Everything from the line holding "Wildlife-survey input: mark every instance of the orange safety" to the end of the data must be reproduced exactly; include both boundary lines and nothing else.

- Opening Delimiter -

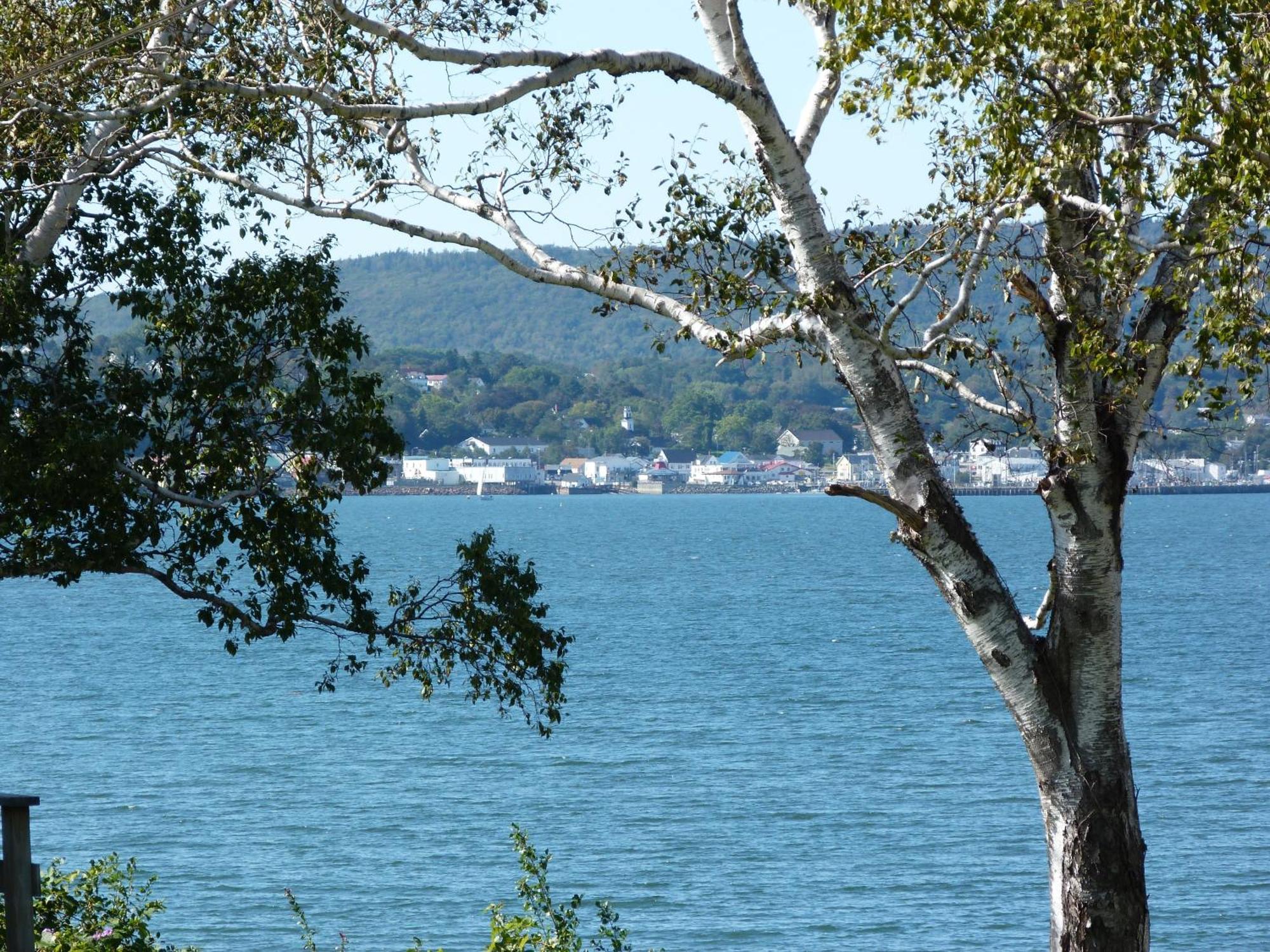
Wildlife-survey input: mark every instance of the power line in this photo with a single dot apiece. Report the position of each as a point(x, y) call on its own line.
point(101, 45)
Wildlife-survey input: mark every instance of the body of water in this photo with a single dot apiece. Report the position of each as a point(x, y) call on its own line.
point(777, 738)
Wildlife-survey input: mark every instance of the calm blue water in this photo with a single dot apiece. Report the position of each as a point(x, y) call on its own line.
point(777, 738)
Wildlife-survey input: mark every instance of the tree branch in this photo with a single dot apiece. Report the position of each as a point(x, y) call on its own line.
point(825, 91)
point(905, 513)
point(1010, 411)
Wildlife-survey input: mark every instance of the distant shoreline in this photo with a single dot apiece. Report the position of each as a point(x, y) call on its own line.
point(501, 491)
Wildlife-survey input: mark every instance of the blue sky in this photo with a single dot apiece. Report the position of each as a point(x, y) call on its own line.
point(892, 177)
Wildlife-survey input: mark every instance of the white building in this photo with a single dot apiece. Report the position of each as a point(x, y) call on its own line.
point(524, 473)
point(430, 470)
point(493, 446)
point(860, 469)
point(614, 470)
point(678, 461)
point(801, 442)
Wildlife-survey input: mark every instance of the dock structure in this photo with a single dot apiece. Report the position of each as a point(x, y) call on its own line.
point(20, 878)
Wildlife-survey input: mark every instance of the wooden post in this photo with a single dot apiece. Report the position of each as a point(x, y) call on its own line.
point(16, 871)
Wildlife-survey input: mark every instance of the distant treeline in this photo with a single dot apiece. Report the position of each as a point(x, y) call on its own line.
point(556, 370)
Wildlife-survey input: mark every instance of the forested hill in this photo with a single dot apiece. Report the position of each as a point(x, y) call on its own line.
point(468, 303)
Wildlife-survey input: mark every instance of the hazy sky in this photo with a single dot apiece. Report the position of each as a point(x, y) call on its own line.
point(893, 176)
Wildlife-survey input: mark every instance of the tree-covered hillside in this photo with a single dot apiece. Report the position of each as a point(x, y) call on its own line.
point(460, 313)
point(464, 301)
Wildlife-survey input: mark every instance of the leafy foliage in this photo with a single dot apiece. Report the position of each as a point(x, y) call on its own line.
point(547, 926)
point(210, 455)
point(102, 908)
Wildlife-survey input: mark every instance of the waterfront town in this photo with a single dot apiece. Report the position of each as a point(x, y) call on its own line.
point(805, 460)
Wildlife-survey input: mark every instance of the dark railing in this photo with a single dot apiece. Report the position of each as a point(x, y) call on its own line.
point(20, 878)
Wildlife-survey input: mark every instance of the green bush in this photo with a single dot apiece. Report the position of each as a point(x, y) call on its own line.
point(100, 909)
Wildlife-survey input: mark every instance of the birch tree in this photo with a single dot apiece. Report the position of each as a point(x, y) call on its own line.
point(1103, 167)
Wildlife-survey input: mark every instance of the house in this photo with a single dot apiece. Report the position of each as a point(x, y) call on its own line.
point(860, 469)
point(801, 442)
point(524, 473)
point(731, 469)
point(789, 473)
point(614, 470)
point(430, 470)
point(676, 461)
point(496, 446)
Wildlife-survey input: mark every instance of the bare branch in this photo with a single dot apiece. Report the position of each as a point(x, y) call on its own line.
point(185, 499)
point(905, 513)
point(961, 308)
point(825, 91)
point(1012, 411)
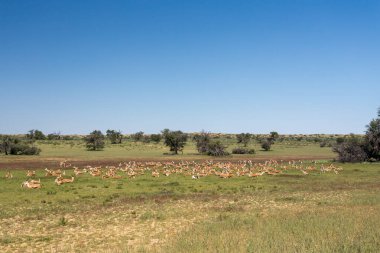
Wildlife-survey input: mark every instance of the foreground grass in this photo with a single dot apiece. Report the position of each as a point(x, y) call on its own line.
point(76, 150)
point(288, 213)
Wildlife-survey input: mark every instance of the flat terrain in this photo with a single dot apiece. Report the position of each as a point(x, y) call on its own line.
point(288, 212)
point(55, 151)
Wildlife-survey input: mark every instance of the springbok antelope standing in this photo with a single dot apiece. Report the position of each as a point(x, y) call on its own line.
point(61, 180)
point(8, 175)
point(30, 173)
point(33, 184)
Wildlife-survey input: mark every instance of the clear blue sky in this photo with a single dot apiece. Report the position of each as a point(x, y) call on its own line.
point(293, 66)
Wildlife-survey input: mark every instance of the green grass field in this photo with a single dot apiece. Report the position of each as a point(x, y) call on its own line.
point(289, 212)
point(75, 150)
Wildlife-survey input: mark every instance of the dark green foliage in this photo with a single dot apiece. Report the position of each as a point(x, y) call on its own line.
point(114, 136)
point(155, 138)
point(137, 136)
point(351, 150)
point(339, 140)
point(266, 145)
point(216, 148)
point(243, 151)
point(202, 140)
point(24, 149)
point(35, 135)
point(13, 146)
point(95, 140)
point(273, 136)
point(354, 149)
point(6, 144)
point(54, 136)
point(243, 138)
point(146, 139)
point(175, 140)
point(372, 139)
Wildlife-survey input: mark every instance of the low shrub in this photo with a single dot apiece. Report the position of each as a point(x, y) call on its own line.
point(243, 151)
point(216, 148)
point(24, 149)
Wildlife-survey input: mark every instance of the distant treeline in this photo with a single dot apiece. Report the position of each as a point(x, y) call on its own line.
point(350, 148)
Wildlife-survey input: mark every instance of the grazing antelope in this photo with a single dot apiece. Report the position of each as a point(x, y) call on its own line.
point(256, 174)
point(8, 175)
point(30, 173)
point(30, 185)
point(61, 180)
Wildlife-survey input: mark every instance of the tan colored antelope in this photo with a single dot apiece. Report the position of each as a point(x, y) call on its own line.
point(30, 173)
point(31, 185)
point(61, 180)
point(8, 175)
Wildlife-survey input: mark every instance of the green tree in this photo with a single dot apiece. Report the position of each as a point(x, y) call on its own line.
point(372, 139)
point(155, 138)
point(54, 136)
point(274, 136)
point(202, 140)
point(175, 140)
point(137, 136)
point(243, 138)
point(95, 140)
point(216, 148)
point(35, 135)
point(114, 136)
point(6, 144)
point(266, 145)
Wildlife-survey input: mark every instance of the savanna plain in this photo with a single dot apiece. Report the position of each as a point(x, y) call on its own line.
point(130, 197)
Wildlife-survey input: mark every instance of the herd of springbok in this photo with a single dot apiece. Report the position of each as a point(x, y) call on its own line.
point(193, 169)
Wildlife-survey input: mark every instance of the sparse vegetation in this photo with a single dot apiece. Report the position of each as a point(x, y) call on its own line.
point(175, 140)
point(243, 138)
point(243, 151)
point(114, 136)
point(95, 140)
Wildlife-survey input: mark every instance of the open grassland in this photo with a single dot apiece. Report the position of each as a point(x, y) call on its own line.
point(54, 151)
point(288, 212)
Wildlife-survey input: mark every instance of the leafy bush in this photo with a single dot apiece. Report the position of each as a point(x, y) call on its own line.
point(54, 136)
point(137, 136)
point(95, 140)
point(243, 151)
point(216, 148)
point(114, 136)
point(351, 150)
point(35, 135)
point(155, 138)
point(202, 140)
point(176, 140)
point(23, 149)
point(372, 139)
point(243, 138)
point(266, 145)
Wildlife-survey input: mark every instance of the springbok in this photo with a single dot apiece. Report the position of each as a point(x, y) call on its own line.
point(30, 173)
point(8, 175)
point(30, 185)
point(60, 180)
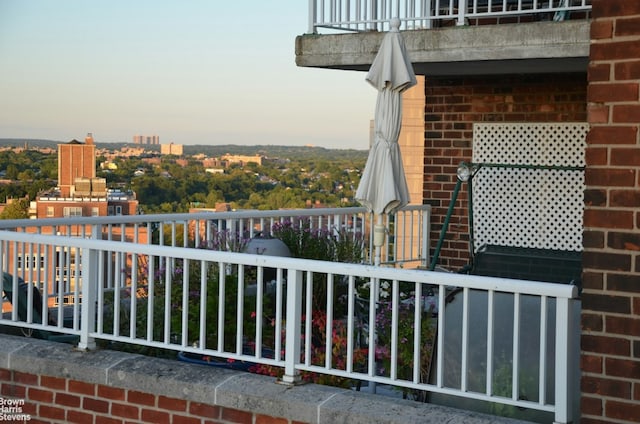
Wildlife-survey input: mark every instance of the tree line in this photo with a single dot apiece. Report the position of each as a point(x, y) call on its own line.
point(317, 176)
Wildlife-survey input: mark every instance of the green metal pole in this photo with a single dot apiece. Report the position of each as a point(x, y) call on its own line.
point(445, 225)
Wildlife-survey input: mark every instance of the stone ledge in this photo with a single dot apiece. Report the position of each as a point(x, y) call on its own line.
point(219, 387)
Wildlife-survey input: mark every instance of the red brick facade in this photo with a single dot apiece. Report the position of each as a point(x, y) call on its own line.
point(611, 298)
point(453, 105)
point(54, 399)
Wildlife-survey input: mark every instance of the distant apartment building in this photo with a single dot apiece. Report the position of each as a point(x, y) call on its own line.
point(172, 149)
point(79, 191)
point(146, 139)
point(243, 160)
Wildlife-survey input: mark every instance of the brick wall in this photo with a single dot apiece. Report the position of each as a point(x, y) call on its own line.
point(64, 400)
point(611, 299)
point(454, 104)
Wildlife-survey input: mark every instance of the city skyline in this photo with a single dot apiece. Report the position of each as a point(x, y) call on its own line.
point(195, 72)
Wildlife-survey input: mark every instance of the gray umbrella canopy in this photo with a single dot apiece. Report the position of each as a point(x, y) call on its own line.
point(383, 186)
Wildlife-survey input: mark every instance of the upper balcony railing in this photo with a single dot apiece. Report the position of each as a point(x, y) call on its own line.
point(406, 242)
point(375, 15)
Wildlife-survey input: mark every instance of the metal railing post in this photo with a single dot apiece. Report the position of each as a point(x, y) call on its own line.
point(90, 279)
point(462, 12)
point(312, 17)
point(426, 226)
point(293, 327)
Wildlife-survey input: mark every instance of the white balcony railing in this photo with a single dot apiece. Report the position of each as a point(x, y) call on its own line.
point(374, 15)
point(505, 342)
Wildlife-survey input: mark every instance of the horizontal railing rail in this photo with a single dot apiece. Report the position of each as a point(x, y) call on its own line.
point(375, 15)
point(502, 341)
point(406, 241)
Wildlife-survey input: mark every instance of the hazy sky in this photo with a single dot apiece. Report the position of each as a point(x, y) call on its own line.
point(189, 71)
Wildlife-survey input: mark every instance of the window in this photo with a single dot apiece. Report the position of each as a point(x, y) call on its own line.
point(70, 211)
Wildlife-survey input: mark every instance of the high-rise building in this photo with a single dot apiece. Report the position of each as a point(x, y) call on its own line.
point(79, 191)
point(146, 139)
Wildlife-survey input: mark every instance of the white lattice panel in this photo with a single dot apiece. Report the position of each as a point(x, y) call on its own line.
point(529, 207)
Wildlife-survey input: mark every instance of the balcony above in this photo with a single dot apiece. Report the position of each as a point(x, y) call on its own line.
point(447, 49)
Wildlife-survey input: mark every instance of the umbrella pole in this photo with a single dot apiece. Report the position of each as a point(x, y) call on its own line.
point(379, 232)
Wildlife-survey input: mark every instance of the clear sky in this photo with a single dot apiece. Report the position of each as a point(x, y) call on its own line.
point(189, 71)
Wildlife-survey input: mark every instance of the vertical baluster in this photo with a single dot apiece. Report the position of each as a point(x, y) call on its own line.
point(465, 341)
point(490, 341)
point(395, 305)
point(279, 297)
point(240, 311)
point(515, 385)
point(542, 378)
point(417, 332)
point(202, 335)
point(221, 296)
point(350, 326)
point(440, 345)
point(185, 303)
point(329, 323)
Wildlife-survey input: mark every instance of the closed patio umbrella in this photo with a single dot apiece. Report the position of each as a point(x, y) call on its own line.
point(383, 186)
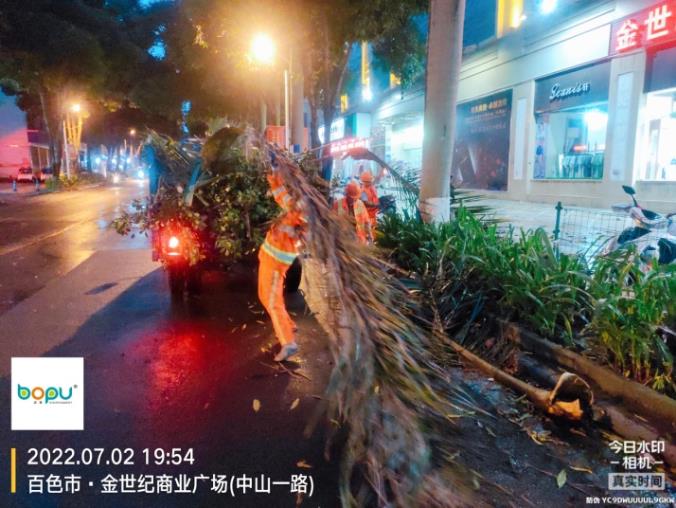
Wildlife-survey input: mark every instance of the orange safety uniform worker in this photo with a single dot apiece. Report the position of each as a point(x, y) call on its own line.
point(276, 255)
point(369, 196)
point(352, 206)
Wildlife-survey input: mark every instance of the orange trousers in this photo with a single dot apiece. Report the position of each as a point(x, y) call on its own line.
point(271, 274)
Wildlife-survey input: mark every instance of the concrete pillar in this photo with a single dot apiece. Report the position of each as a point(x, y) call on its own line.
point(444, 58)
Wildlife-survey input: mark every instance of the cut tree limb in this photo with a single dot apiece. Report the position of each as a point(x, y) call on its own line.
point(547, 401)
point(604, 412)
point(638, 397)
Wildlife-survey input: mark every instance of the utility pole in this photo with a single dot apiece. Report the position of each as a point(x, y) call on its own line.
point(444, 60)
point(297, 104)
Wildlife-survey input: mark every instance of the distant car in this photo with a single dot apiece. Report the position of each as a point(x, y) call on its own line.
point(25, 175)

- Closing Delimiter -

_RESPONSE:_
Wildlife-survey input: mark every instance of the orange safety uniform worker in this photo with a single dot apiece. Report the position of each as a point(x, y) call on its own line.
point(276, 255)
point(369, 196)
point(352, 206)
Wildlife-survey input: mark every instance of the orange trousers in this photo with a single dot apiece. Report the position of each as a point(x, y) call on its own line.
point(271, 274)
Wildlife-survey input: mark every instance of the concrete pillar in this photo with a single dot apiece. Report the position of each as a point(x, y) call on its own line.
point(444, 58)
Wildlife-survey input: mark every instance of the cut tree limb in this photo with a single dot apiece. Report the position of each as a point(x, y) call on its own line.
point(547, 401)
point(604, 412)
point(638, 397)
Wildlife-survey input: mark every instance of the utility pole in this photo with a single dot apiece. Report the position of each as a point(x, y) call on its own line.
point(444, 60)
point(297, 104)
Wildlife-survey input: mark every instance of the distant car in this photo with a single dot apiece. Report the position of each as a point(x, y) call on its own line.
point(25, 175)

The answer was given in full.